Could you write out the listing below exactly as it stands, leaving out the pictures?

= LISTED ENTRIES =
==============================
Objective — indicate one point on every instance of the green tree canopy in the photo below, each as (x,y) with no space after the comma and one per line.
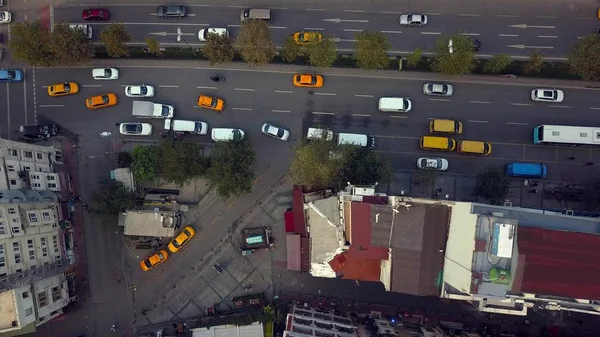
(323,53)
(181,161)
(145,163)
(114,37)
(492,185)
(231,168)
(29,43)
(254,42)
(584,59)
(218,49)
(371,50)
(70,46)
(462,59)
(112,198)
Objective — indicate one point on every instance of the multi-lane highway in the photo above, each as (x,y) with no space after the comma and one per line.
(499,31)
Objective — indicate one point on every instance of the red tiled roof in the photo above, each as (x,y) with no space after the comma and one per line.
(558,263)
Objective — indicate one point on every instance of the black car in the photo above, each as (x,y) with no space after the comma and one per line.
(171,11)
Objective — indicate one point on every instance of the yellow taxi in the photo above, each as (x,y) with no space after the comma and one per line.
(63,89)
(307,37)
(154,260)
(186,235)
(213,103)
(101,101)
(308,80)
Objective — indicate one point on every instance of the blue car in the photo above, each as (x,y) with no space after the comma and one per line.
(11,75)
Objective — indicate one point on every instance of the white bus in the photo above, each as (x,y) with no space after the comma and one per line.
(566,135)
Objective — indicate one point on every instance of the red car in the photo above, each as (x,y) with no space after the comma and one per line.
(95,14)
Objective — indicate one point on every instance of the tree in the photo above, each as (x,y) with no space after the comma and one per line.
(112,198)
(460,61)
(145,163)
(371,50)
(254,42)
(231,167)
(497,63)
(70,46)
(492,185)
(181,161)
(290,49)
(218,49)
(315,164)
(584,59)
(536,61)
(153,46)
(29,43)
(323,53)
(114,37)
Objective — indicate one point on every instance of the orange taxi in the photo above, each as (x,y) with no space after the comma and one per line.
(154,260)
(308,80)
(101,101)
(212,103)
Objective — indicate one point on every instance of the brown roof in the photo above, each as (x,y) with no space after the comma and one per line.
(419,233)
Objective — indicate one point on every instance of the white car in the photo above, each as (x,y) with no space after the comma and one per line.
(547,95)
(105,73)
(275,131)
(203,33)
(428,163)
(141,90)
(5,17)
(413,20)
(135,129)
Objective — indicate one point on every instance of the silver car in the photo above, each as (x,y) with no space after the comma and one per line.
(438,89)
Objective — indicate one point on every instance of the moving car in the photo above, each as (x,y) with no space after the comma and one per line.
(135,129)
(547,95)
(275,131)
(186,235)
(212,103)
(154,260)
(105,73)
(413,20)
(428,163)
(308,80)
(203,33)
(101,101)
(141,90)
(438,89)
(95,14)
(307,37)
(63,89)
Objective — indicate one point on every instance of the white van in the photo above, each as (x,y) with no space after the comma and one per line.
(226,134)
(356,139)
(394,104)
(319,134)
(181,126)
(87,30)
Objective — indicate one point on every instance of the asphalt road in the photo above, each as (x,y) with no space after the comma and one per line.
(499,31)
==============================
= RESULT FOR THIS TASK =
Objective — indicate one point on every instance of the green tree canopy in the photo below, each as (x,y) with no space after the comma and one per line.
(323,53)
(181,161)
(145,163)
(114,37)
(492,185)
(231,168)
(29,43)
(254,42)
(584,59)
(218,49)
(371,50)
(70,46)
(462,59)
(112,198)
Objective — indicate one point on every instance of the multi-lane highway in the photo above, each as (x,y) with no space after the comma and one per line.
(499,31)
Objective — indicate one point on every instance of the red tiled roof in the photo above, each as (x,y) with no space after the comma and one per line.
(558,263)
Objective — indicate one point on every instance of the black car in the photo above, each as (x,y) with no space after the comma and one per line.
(171,11)
Objective — indicate one point on every instance of the yellow taxi in the photo above, each as (x,y) with no space after the comma and one per line.
(63,89)
(307,37)
(154,260)
(186,235)
(213,103)
(101,101)
(308,80)
Objective — indicate one point on every instance of the blue car in the photo above, each as (x,y) with no space after the comma and one per line.
(11,75)
Objective — indicate one point on every instance of the white bus in the photo above, each as (x,y) with no space after the comma and one per line.
(566,135)
Objective — indicate one point on every instance of the red car in the photo above, each as (x,y) with no space after the comma and one per line.
(95,14)
Objective — indicate one point on every instance of the tree in the photo above, each as (x,y) with no space after the comma and one per line.
(112,198)
(460,61)
(145,163)
(371,50)
(254,42)
(231,167)
(497,63)
(70,46)
(492,185)
(181,161)
(290,49)
(218,49)
(315,164)
(584,59)
(536,61)
(153,46)
(29,43)
(323,53)
(114,37)
Objective — indicate one point on every instance of the orange taxi in the photo above, each as (x,y) with no space after the comma and one per line.
(154,260)
(308,80)
(101,101)
(212,103)
Objective — indicate one point on every instance of the brown roof in the photo above, each as (x,y) with no space after the comma and one per line.
(419,233)
Objective — indicate one point on every instance of the white car in the photo above, each as (x,y) with no space after the comma and one per line.
(547,95)
(105,73)
(275,131)
(203,33)
(428,163)
(141,90)
(5,17)
(413,20)
(135,129)
Objective — indicate one point on every instance of the silver car in the photo above, each as (x,y) with no space after the comma and one per line.
(438,89)
Objective — indicate one point on every instance of the moving car in the photo above, each as (x,y) with no space after the comma and one per line.
(135,129)
(547,95)
(275,131)
(186,235)
(212,103)
(154,260)
(105,73)
(413,20)
(428,163)
(308,80)
(203,33)
(101,101)
(141,90)
(438,89)
(95,14)
(307,37)
(63,89)
Objective — indicate one point on every instance of the white van in the photo above, each as (x,y) with no space after the comma and one per line.
(226,134)
(356,139)
(394,104)
(319,134)
(181,126)
(87,30)
Objective — indicate one point on every instance of the asphalt road in the photo above, each as (x,y) with no space after the comma and one per line.
(499,31)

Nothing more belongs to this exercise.